» TASK OBJECTIVE: Please quote only the lines that start at the one with "Reviewer note: every instance of the yellow" and go on to the last line of the data, both ends kept.
===== DATA SECTION
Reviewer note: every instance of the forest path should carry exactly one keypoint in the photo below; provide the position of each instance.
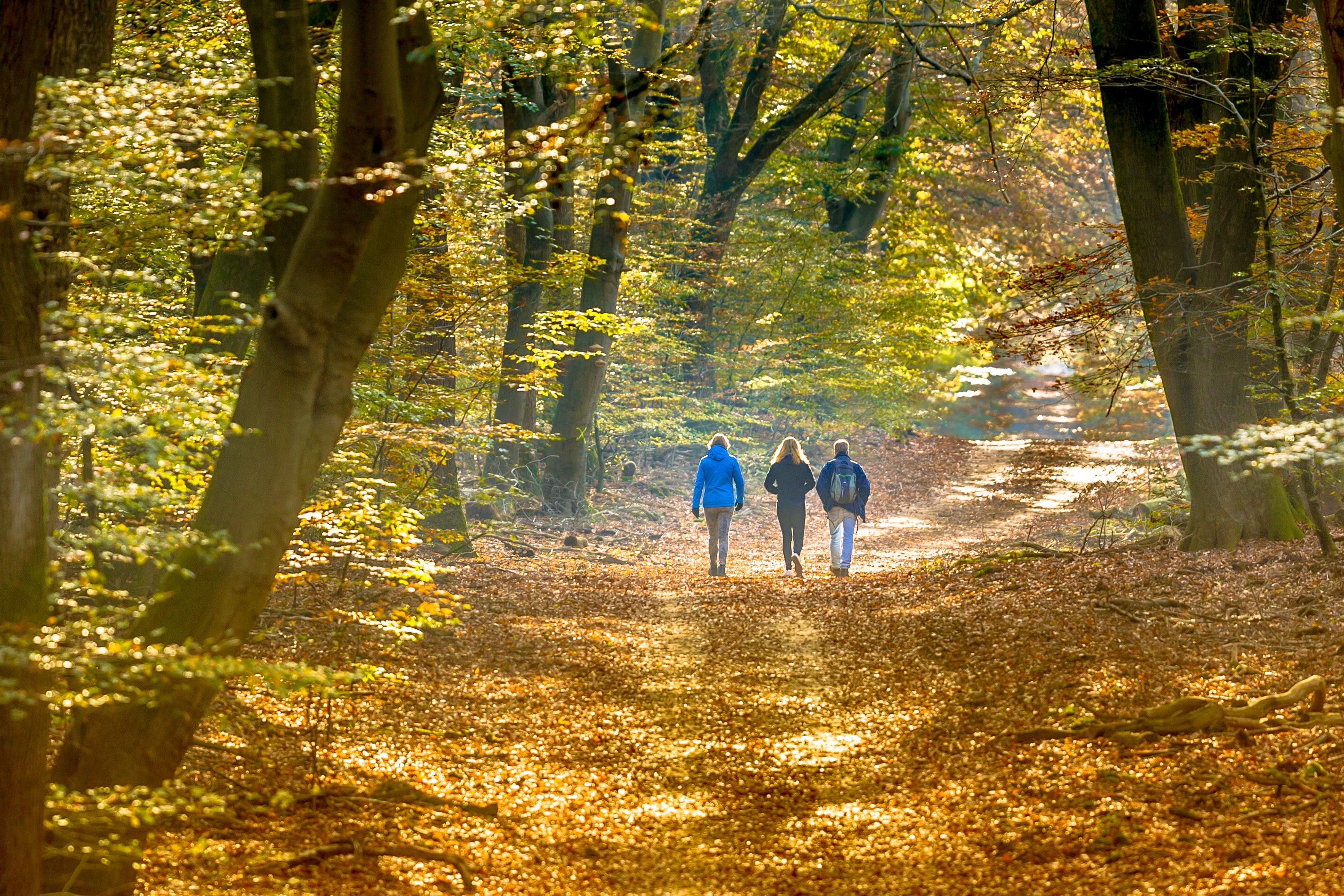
(939, 496)
(647, 730)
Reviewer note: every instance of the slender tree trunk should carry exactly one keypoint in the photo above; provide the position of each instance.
(731, 171)
(292, 405)
(37, 37)
(855, 218)
(23, 538)
(530, 241)
(566, 467)
(1202, 356)
(451, 515)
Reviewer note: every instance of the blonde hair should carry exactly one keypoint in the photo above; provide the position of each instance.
(790, 448)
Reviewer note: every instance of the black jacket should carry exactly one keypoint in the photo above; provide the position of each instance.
(790, 481)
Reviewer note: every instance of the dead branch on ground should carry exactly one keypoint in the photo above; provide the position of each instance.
(1189, 715)
(358, 849)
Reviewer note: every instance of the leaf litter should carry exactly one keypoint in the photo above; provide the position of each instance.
(611, 729)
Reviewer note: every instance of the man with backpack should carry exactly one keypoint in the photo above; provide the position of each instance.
(843, 488)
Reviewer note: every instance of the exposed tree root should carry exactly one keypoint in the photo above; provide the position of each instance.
(358, 849)
(1189, 715)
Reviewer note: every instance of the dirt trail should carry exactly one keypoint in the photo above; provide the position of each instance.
(967, 495)
(651, 731)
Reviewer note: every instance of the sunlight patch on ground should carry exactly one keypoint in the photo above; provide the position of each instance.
(816, 749)
(1056, 500)
(1101, 473)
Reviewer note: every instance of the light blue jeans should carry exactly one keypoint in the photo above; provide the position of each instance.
(842, 536)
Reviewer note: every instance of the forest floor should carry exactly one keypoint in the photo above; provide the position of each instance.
(611, 720)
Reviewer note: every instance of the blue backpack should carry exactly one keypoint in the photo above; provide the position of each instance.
(844, 483)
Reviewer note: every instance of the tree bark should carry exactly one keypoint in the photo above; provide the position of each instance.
(855, 218)
(23, 538)
(566, 464)
(292, 405)
(1203, 360)
(530, 241)
(731, 171)
(451, 515)
(1194, 34)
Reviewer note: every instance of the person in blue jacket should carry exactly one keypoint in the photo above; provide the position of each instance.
(843, 488)
(718, 481)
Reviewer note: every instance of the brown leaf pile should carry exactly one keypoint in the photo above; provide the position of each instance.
(647, 730)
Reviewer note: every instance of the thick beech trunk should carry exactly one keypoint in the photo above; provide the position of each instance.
(23, 536)
(855, 218)
(730, 171)
(566, 465)
(292, 405)
(1203, 358)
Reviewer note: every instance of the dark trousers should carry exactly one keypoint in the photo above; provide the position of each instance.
(792, 519)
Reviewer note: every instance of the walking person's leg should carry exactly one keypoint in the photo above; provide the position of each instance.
(848, 524)
(793, 539)
(712, 523)
(725, 520)
(835, 519)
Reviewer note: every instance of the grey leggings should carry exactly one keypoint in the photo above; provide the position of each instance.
(718, 520)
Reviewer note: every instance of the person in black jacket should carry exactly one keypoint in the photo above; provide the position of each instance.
(791, 480)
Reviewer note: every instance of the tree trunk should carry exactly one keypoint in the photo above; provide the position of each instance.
(730, 171)
(855, 218)
(1203, 362)
(566, 465)
(37, 37)
(451, 515)
(530, 241)
(292, 405)
(23, 539)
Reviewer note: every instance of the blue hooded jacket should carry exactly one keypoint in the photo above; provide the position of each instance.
(718, 480)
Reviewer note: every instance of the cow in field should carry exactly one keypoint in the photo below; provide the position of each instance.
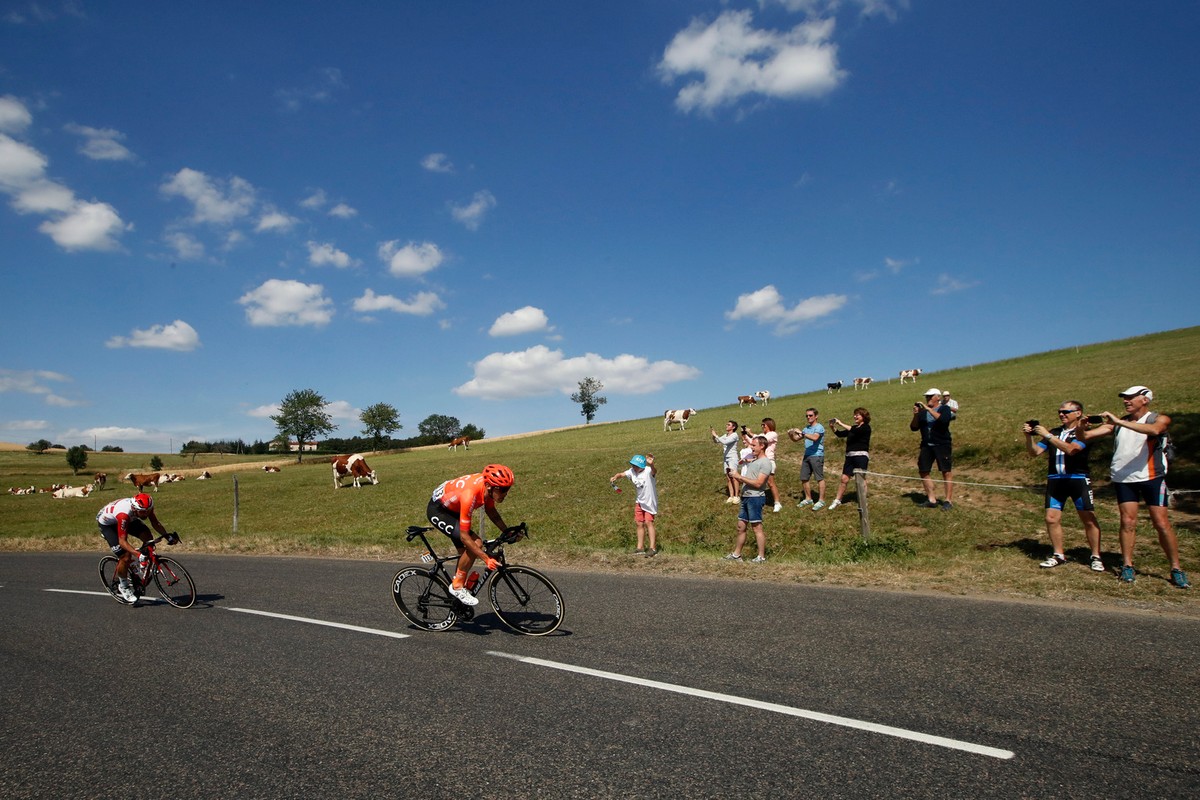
(679, 417)
(142, 480)
(355, 467)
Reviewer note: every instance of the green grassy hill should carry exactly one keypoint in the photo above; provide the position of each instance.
(990, 542)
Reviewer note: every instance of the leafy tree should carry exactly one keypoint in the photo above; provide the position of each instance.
(439, 427)
(77, 458)
(303, 415)
(379, 420)
(588, 397)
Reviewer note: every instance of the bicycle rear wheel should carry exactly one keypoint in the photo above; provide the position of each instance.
(424, 599)
(174, 583)
(527, 601)
(108, 577)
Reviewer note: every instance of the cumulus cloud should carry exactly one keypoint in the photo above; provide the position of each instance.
(522, 320)
(214, 200)
(736, 60)
(472, 215)
(287, 302)
(412, 259)
(101, 144)
(177, 336)
(541, 371)
(766, 307)
(423, 304)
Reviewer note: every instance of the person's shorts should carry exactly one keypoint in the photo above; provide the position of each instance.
(750, 510)
(929, 453)
(1060, 489)
(1152, 493)
(132, 528)
(852, 463)
(813, 467)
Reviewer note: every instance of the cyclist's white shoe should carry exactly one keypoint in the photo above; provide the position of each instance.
(465, 596)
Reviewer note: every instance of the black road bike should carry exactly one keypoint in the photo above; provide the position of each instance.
(523, 599)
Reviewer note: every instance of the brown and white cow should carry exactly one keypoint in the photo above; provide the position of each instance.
(142, 480)
(355, 467)
(679, 417)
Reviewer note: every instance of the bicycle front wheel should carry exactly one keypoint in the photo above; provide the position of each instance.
(424, 599)
(527, 601)
(108, 577)
(174, 583)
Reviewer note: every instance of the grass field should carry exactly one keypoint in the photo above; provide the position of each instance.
(989, 545)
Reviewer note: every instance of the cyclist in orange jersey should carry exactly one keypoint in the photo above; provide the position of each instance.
(450, 509)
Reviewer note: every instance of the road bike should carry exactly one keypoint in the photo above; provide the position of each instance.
(523, 599)
(174, 583)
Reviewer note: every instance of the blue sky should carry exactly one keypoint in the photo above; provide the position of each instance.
(466, 208)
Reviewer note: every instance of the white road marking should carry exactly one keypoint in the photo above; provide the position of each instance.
(319, 621)
(847, 722)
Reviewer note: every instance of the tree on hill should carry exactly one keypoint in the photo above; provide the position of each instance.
(379, 420)
(303, 415)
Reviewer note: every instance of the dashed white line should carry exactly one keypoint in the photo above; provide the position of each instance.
(846, 722)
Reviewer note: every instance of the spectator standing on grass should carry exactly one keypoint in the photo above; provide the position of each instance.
(813, 435)
(1068, 479)
(729, 456)
(858, 445)
(1139, 475)
(933, 419)
(646, 506)
(754, 498)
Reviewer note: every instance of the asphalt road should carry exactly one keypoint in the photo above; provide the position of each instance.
(652, 687)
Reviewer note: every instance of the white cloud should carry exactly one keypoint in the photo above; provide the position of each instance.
(178, 336)
(472, 215)
(101, 144)
(522, 320)
(437, 162)
(287, 302)
(766, 307)
(412, 259)
(736, 60)
(541, 371)
(420, 305)
(213, 200)
(325, 254)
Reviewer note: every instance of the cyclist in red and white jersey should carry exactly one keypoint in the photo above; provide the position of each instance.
(450, 509)
(120, 518)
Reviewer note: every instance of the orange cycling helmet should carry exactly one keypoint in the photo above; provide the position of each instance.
(498, 475)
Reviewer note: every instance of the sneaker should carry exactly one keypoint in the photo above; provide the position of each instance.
(465, 596)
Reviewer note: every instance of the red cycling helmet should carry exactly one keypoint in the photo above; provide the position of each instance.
(498, 475)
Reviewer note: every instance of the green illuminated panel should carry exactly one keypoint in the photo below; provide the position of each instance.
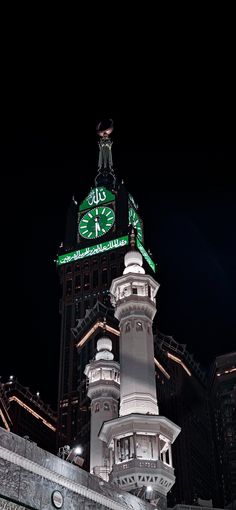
(146, 256)
(97, 196)
(136, 222)
(93, 250)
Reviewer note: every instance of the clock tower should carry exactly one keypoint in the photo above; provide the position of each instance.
(92, 255)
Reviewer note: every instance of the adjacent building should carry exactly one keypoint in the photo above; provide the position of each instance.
(27, 415)
(183, 396)
(223, 408)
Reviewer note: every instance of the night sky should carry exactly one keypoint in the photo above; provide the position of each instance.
(185, 188)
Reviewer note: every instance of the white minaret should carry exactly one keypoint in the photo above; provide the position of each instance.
(104, 390)
(140, 438)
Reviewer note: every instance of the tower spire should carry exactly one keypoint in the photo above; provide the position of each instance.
(105, 176)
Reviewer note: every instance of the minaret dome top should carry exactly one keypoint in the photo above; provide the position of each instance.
(133, 262)
(104, 347)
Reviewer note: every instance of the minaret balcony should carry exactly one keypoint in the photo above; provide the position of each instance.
(134, 473)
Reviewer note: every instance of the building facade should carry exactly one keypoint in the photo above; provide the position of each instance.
(91, 257)
(183, 395)
(223, 408)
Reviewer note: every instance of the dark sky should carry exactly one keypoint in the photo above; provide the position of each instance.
(185, 188)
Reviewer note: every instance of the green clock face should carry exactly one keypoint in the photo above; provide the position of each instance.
(136, 222)
(96, 222)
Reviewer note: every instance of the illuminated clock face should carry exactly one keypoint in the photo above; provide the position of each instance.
(96, 222)
(135, 221)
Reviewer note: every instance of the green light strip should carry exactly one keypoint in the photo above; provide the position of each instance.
(93, 250)
(95, 197)
(146, 256)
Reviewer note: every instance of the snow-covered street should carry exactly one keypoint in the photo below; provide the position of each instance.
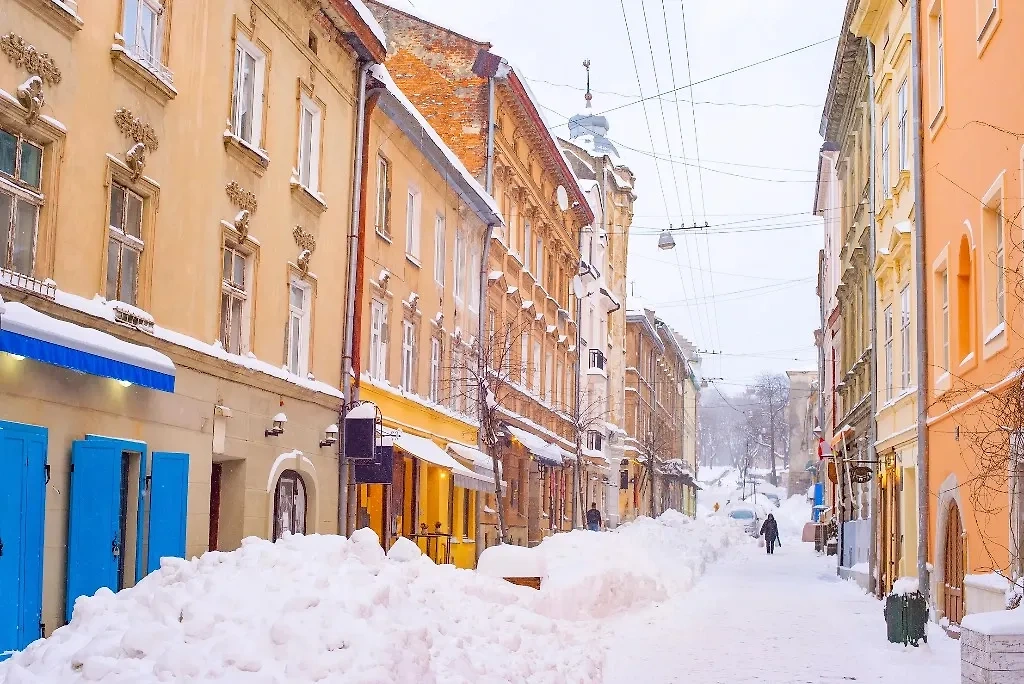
(784, 618)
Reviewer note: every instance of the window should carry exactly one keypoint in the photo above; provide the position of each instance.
(382, 222)
(435, 370)
(247, 97)
(439, 250)
(378, 339)
(527, 242)
(888, 332)
(20, 176)
(289, 505)
(886, 180)
(901, 135)
(309, 137)
(298, 328)
(944, 294)
(537, 367)
(413, 224)
(124, 247)
(235, 302)
(143, 28)
(460, 266)
(408, 380)
(904, 333)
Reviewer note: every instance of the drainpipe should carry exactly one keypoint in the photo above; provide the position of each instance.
(872, 307)
(921, 317)
(353, 294)
(484, 258)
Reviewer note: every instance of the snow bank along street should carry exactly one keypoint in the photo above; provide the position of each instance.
(324, 608)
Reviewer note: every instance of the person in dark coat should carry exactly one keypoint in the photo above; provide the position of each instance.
(770, 531)
(594, 518)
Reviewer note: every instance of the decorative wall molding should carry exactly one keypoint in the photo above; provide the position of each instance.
(135, 129)
(241, 198)
(30, 58)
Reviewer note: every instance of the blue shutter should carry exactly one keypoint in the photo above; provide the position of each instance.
(168, 507)
(94, 517)
(23, 494)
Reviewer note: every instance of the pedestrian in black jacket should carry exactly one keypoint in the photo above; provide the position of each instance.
(770, 530)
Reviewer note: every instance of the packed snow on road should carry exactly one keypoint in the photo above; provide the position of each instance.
(665, 600)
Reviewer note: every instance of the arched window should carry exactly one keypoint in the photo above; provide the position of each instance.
(289, 505)
(964, 299)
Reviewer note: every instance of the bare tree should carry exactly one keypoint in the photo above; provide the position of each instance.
(771, 393)
(483, 375)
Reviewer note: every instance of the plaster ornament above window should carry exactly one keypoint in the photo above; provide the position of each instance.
(241, 198)
(30, 94)
(135, 159)
(31, 59)
(135, 129)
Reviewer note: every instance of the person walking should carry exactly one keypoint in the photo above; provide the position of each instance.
(770, 531)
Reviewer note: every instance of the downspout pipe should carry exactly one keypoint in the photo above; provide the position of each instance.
(872, 307)
(352, 299)
(921, 317)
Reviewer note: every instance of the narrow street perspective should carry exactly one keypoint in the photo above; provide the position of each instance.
(446, 341)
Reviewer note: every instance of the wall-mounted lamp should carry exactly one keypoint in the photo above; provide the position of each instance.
(330, 436)
(279, 426)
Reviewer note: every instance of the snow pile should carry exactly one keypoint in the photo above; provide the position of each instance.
(310, 609)
(597, 574)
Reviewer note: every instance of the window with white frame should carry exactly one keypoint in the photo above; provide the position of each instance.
(887, 328)
(901, 136)
(124, 245)
(382, 222)
(143, 32)
(235, 301)
(439, 250)
(378, 339)
(413, 202)
(309, 143)
(886, 177)
(459, 275)
(247, 96)
(435, 370)
(408, 380)
(20, 199)
(526, 244)
(298, 328)
(904, 334)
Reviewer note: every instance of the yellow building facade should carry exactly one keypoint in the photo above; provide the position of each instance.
(174, 177)
(886, 24)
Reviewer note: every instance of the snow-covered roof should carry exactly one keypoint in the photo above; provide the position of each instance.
(474, 194)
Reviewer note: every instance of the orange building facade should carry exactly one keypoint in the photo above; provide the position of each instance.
(973, 191)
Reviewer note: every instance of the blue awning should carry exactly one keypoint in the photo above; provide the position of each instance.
(26, 332)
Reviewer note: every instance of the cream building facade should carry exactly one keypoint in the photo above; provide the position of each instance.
(174, 176)
(886, 24)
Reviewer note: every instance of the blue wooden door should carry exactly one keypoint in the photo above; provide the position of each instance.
(94, 519)
(168, 507)
(23, 494)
==========
» SOLUTION:
Reviewer note: every instance of the yellow building facade should carry exactly one keypoint in the photo above; provide the position of each instance.
(174, 177)
(886, 24)
Reviewer note: every instance of the snow-covered roof should carry exactly one keypoint in the photo above; provide the position of each instance.
(474, 194)
Reviewer note: every instance of the orange building facade should carry exactly one keypoint in the photo above; provide the position of each instance.
(973, 191)
Reviewer note: every instance of the blue awning should carry exactly one keypoint in the photo above; provide the position of each instance.
(26, 332)
Reviewer note: every instance of the cream building facade should carry exactly one keypoint in the photo above; provide the position of each instance.
(174, 176)
(886, 24)
Reviewer note: every instance of the blue wooden door should carry exactly one keypoint in the photo above; provide the position of each instance.
(94, 519)
(168, 507)
(23, 494)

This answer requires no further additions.